#### [Text section]
▼▼▼

Ayer's Common Errors
This handout is designed to enable you to edit more efficiently. It does not provide a comprehensive list or explanation of all grammatical errors or stylistic conventions but briefly addresses the problems I repeatedly see semester after semester in college writing. For fuller explanations and examples, refer to the grammar and style sections of our website (under "Writing Resources"). Use this handout when proofreading an almost-final draft of a piece of writing. Determine which errors you are in the habit of making and reread your draft several times searching for those specific errors.
* The examples marked with an asterisk have been taken (or adapted) from Infinite Jest. a remarkable novel by David Foster Wallace (Little, Brown & Company, 1996) and are indicated by page number.
Sentence Fragment
To be a sentence, a word group must consist of at least one full independent clause. An independent clause has a subject and verb and either stands alone or could stand alone. Words such as after, although, because, before, if, unless, until, when, where, who, which, and that usually begin subordinate clauses.
The blue sky is glossy and fat with heat. A few thin cirri sheared to blown strands like hair at the rims. (15)*
I am debating whether to risk scratching the right side of my jaw. Where there is a wen. (4)*
In both examples the first word group is an independent clause, and the second segment is a fragment: a phrase in the first example and a dependent clause in the second. You may revise them by attaching the fragment to the independent clause:
The blue sky is glossy and fat with heat, a few thin cirri . . .
I am debating whether to risk scratching . . . jaw, where there is a wen.
Verbs must agree with their subjects in number (singular or plural) and person (first, second, third).
The disorder I've caused revolve all around. (13)*
In this example, "disorder" is a singular noun; thus add an "s" to the verb "revolve" to make it agree in person (third) and number (singular).
Treat most indefinite pronouns anybody, anyone, each, either, everybody, everyone, everything, neither, none, no one, someone, something as singular. Everyone on the team supports the coach; each of them has a candy bar.
Six Common Comma Errors
1. Comma Splice
This error consists of independent clauses separated only by a comma:
There's more to life than sitting there interfacing, it might be a newsflash to you. (15)* [revision]It might be a newsflash to you, but there's more to life than . . . [another revision] There's more to life than . . . interfacing; it might be a newsflash to you.

▲▲▲

#### [Stored records]

▼▼▼

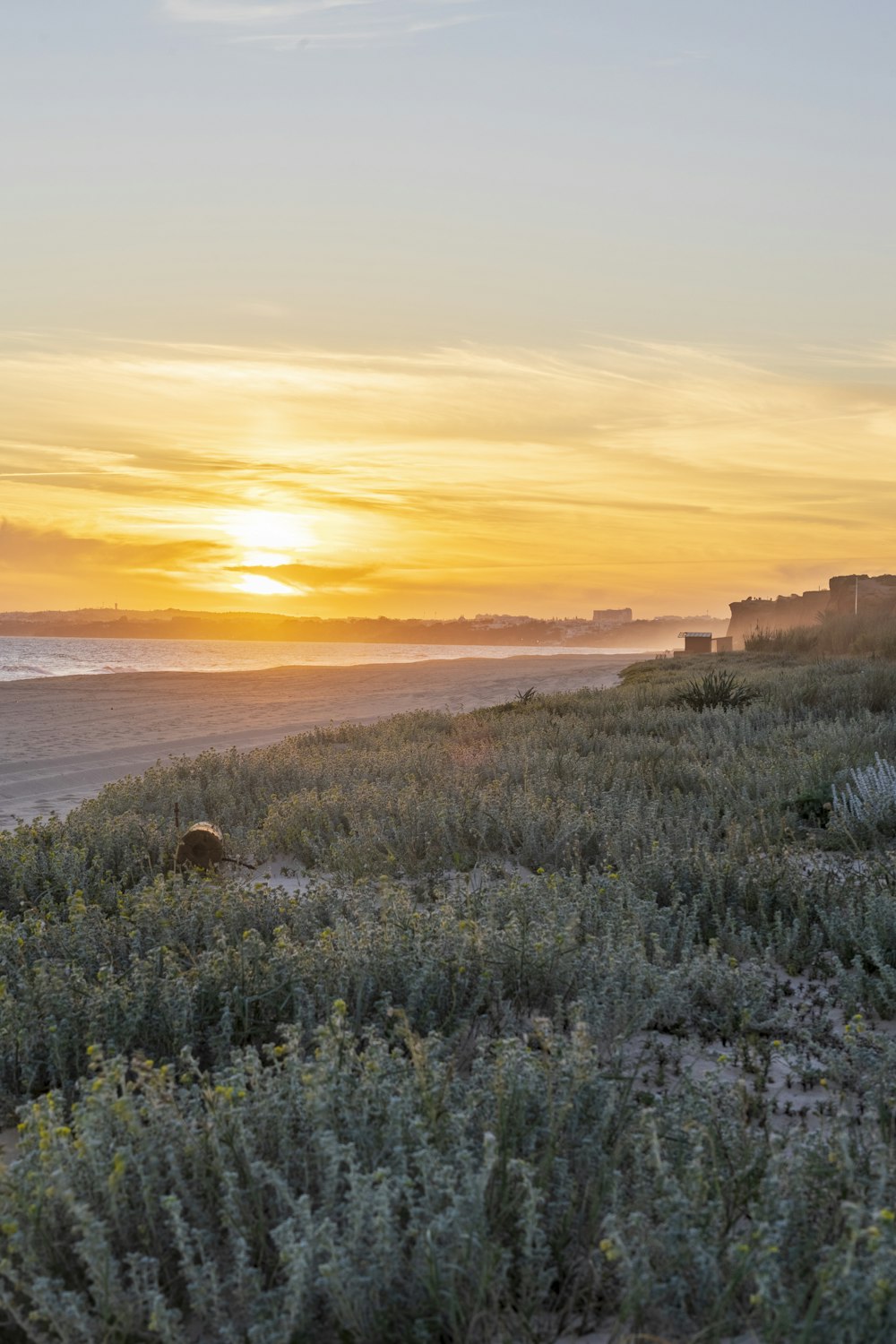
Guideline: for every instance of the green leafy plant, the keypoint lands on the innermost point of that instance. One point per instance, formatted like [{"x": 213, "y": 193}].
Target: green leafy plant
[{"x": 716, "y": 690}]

▲▲▲
▼▼▼

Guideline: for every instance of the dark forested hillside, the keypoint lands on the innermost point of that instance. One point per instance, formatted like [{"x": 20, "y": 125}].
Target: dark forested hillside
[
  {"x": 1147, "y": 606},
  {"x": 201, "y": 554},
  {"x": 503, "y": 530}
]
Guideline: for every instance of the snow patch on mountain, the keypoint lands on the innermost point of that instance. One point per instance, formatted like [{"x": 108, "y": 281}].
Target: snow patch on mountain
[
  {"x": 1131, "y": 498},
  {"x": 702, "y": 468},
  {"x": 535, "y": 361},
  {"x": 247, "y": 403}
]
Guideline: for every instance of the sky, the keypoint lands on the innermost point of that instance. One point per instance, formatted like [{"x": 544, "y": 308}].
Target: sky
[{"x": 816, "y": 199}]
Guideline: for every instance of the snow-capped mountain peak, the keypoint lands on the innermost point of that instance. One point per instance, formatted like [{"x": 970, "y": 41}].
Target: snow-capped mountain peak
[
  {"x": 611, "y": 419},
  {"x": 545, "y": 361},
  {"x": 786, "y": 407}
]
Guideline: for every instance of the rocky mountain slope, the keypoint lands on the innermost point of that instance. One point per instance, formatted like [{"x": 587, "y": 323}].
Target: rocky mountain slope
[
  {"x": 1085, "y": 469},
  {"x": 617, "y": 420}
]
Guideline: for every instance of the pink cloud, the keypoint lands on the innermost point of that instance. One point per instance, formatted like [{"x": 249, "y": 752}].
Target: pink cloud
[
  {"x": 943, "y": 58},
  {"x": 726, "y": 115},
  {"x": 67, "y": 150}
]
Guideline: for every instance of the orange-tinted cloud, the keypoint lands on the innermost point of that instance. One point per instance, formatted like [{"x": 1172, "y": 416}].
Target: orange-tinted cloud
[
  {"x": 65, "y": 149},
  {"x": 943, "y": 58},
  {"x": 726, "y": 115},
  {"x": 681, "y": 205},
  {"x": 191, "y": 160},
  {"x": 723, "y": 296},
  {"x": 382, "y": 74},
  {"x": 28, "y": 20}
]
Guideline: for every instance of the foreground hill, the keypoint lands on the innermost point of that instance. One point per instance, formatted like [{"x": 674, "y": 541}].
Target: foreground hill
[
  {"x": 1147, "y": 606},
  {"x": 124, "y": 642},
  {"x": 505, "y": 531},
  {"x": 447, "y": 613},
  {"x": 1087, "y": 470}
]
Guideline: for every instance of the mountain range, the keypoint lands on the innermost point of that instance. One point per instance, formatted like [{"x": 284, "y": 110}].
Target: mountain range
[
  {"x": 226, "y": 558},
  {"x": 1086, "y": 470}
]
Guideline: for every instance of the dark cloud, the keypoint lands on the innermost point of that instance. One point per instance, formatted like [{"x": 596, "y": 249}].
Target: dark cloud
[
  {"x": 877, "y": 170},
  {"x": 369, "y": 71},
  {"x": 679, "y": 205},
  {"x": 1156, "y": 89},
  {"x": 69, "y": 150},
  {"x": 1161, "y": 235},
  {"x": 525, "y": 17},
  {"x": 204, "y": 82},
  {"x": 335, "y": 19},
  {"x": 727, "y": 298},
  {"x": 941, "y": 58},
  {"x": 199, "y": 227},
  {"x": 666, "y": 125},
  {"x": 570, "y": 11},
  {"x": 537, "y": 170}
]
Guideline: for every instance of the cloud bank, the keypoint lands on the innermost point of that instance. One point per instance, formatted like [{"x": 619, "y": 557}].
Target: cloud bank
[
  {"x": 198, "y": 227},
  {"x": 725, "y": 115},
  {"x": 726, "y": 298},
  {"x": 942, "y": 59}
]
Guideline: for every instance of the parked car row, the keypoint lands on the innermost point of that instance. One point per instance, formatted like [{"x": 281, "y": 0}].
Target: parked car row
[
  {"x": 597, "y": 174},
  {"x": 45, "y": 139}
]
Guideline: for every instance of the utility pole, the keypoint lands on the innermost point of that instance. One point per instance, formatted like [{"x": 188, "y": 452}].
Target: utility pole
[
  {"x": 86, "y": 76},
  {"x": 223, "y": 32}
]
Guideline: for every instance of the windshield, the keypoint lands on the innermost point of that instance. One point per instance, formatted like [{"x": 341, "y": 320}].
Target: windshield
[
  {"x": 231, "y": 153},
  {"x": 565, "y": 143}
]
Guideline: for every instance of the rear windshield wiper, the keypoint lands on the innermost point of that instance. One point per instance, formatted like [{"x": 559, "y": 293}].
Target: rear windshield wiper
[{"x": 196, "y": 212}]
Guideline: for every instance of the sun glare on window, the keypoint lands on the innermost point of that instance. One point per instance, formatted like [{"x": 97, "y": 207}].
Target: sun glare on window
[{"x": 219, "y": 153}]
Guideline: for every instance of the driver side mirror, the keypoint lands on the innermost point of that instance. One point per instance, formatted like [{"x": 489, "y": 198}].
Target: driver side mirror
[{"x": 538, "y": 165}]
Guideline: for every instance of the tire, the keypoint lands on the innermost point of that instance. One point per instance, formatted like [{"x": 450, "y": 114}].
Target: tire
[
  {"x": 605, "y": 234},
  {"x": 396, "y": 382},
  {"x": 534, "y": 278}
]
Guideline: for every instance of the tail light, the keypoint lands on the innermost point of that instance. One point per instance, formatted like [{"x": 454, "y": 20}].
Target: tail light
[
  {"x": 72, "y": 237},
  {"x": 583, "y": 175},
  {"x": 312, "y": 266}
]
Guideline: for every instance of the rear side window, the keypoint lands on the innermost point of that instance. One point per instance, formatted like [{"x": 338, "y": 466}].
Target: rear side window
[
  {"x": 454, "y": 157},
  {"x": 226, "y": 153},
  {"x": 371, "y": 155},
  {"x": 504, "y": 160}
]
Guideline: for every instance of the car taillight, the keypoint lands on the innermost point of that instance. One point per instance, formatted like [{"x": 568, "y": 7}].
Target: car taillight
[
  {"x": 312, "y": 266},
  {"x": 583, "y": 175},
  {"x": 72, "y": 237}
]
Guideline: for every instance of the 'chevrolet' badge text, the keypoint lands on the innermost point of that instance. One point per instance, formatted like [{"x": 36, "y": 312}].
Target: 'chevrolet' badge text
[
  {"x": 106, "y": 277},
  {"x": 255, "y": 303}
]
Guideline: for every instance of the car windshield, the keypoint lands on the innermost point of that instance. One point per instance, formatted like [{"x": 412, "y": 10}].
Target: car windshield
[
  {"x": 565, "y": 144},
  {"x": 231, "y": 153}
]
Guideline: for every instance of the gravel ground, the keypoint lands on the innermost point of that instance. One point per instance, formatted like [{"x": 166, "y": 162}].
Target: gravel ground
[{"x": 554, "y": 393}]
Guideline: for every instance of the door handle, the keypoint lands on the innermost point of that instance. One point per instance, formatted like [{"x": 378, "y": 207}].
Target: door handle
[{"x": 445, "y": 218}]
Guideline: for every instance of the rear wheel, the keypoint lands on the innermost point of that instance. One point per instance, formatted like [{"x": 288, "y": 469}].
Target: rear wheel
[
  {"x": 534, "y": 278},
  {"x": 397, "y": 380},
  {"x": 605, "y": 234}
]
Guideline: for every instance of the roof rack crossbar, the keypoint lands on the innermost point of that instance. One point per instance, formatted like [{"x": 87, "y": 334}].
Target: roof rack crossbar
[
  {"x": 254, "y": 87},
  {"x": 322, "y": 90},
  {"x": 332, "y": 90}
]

▲▲▲
▼▼▼

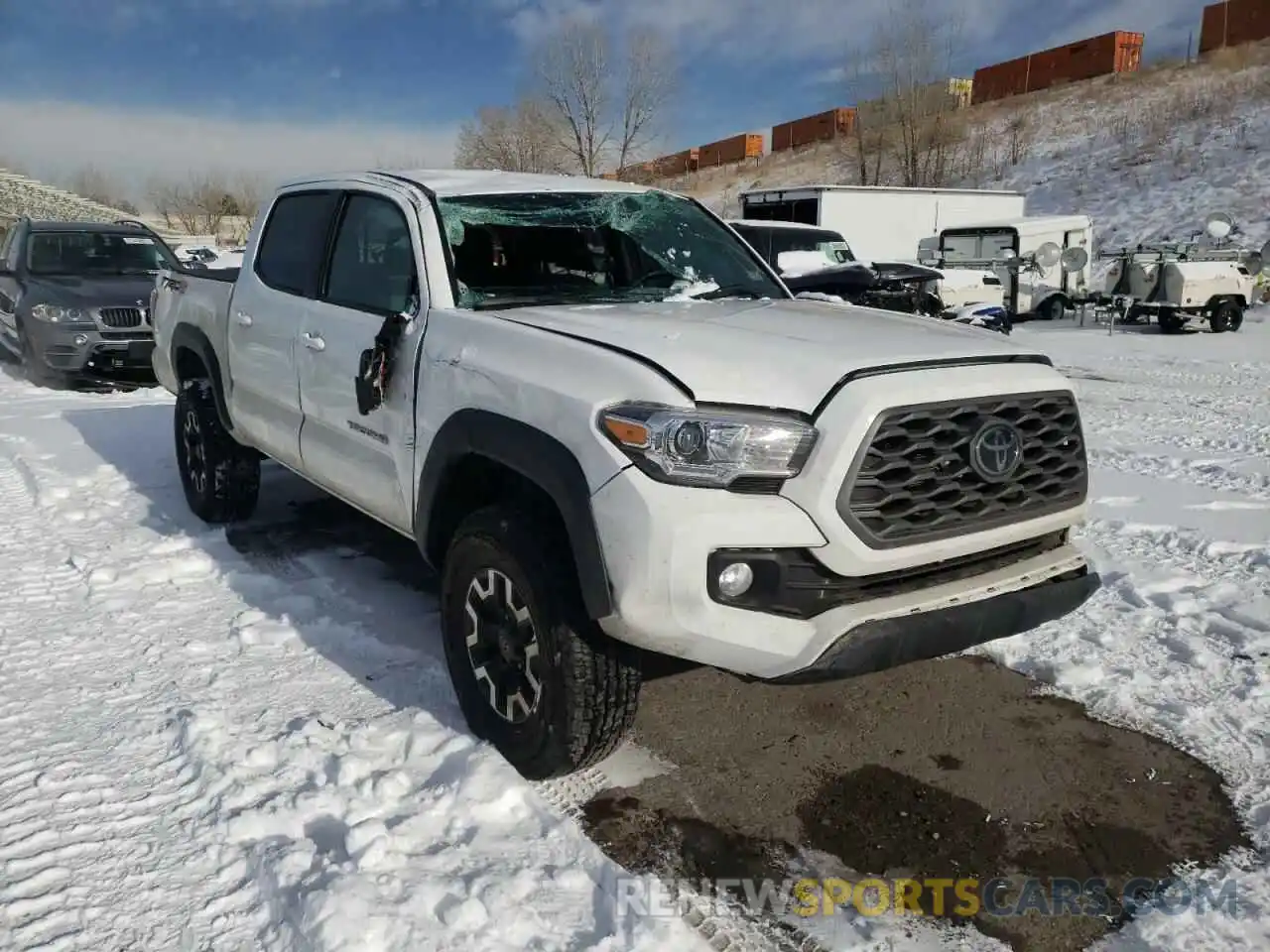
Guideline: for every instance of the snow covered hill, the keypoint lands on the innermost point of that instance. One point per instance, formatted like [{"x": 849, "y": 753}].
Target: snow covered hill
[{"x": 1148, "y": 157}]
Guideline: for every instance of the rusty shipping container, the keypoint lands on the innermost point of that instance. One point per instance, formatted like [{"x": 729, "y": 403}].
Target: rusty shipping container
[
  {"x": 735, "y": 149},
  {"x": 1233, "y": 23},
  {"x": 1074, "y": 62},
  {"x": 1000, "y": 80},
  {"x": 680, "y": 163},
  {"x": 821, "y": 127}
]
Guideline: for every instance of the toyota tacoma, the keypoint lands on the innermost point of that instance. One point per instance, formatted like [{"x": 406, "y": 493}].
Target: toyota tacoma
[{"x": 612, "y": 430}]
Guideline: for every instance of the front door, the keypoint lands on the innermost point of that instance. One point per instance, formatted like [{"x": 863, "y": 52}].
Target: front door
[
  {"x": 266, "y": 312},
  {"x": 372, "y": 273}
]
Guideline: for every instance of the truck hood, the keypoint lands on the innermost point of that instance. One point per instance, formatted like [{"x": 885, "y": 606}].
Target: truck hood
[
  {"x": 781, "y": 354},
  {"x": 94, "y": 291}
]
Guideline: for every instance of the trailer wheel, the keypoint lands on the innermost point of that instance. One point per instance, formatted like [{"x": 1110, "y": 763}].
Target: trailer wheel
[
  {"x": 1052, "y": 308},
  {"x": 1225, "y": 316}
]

▲▲▲

#### [Jobs]
1) Please transcribe the passage of the common-errors handout from "The blue sky is glossy and fat with heat." to "(first, second, third).".
2) According to the common-errors handout, at what stage of writing should it be used?
3) Take the common-errors handout further, beginning right after its final sentence.

#### [Responses in order]
1)
The blue sky is glossy and fat with heat. A few thin cirri sheared to blown strands like hair at the rims. (15)*
I am debating whether to risk scratching the right side of my jaw. Where there is a wen. (4)*
In both examples the first word group is an independent clause, and the second segment is a fragment: a phrase in the first example and a dependent clause in the second. You may revise them by attaching the fragment to the independent clause:
The blue sky is glossy and fat with heat, a few thin cirri . . .
I am debating whether to risk scratching . . . jaw, where there is a wen.
Verbs must agree with their subjects in number (singular or plural) and person (first, second, third).

2) When proofreading an almost-final draft of a piece of writing.

3)
The two clauses must be firmly separated, either by a comma and a coordinating conjunction (and, but, or, not, for, so, yet) or by a semicolon).
2. Omitting a comma after an introductory word, phrase, or clause.
As the floor wafted up and C's grip finally gave, the last thing Gately saw was an Oriental bearing down with the held square; he looked into the square and saw clearly a reflection of his own big square pale head with its eyes closing as the floor finally pounced. (981)*
The introductory clause As the floor wafted up and C's grip finally gave should be followed by a comma to signal that the reader will pause before completing the sentence.
3. Failing to use commas to set off elements in a series.
This is a cold room in University Administration, wood-walled, Remington-hung, double-windowed against the November heat, insulated from Administrative sounds by the reception area outside. (3)*
The series of participial phrases
walled . . .hung . . .windowed . . .insulated
should be set off by commas.
4. Omitting a comma before a coordinating conjunction joining independent clauses.
. . . when he came back to, he was flat on his back on the beach in the freezing sand, and it was raining, and the tide was way out. (981)*
In this sentence we have three independent clauses he was flat . . .; it was raining; the tide was way out joined together by the coordinating conjunction "and." Place a comma before each coordinating conjunction.
5. Omitting a comma with a non-restrictive word, phrase, or clause
Because the information the non-restrictive element contains is not essential to the meaning of the sentence and may be omitted without loss of meaning, the non-restrictive element is enclosed by commas.
. . . and in that most maternal of reflexes she, who feared and loathed more than anything spoilage and filth, reached to take out whatever her baby held out--as in how many used heavy Kleenex, spit-back candies, wads of chewed-out gumin how many theaters, airports, backseats, tournament lounges? (11)*
Because the description of the mother's fears provides interesting but not essential information, it is enclosed by commas.
6. Using a comma with a restrictive word, phrase or clause
Because the information the restrictive element contains is essential to the meaning of the sentence, omitting it distorts the meaning; therefore, do not use commas.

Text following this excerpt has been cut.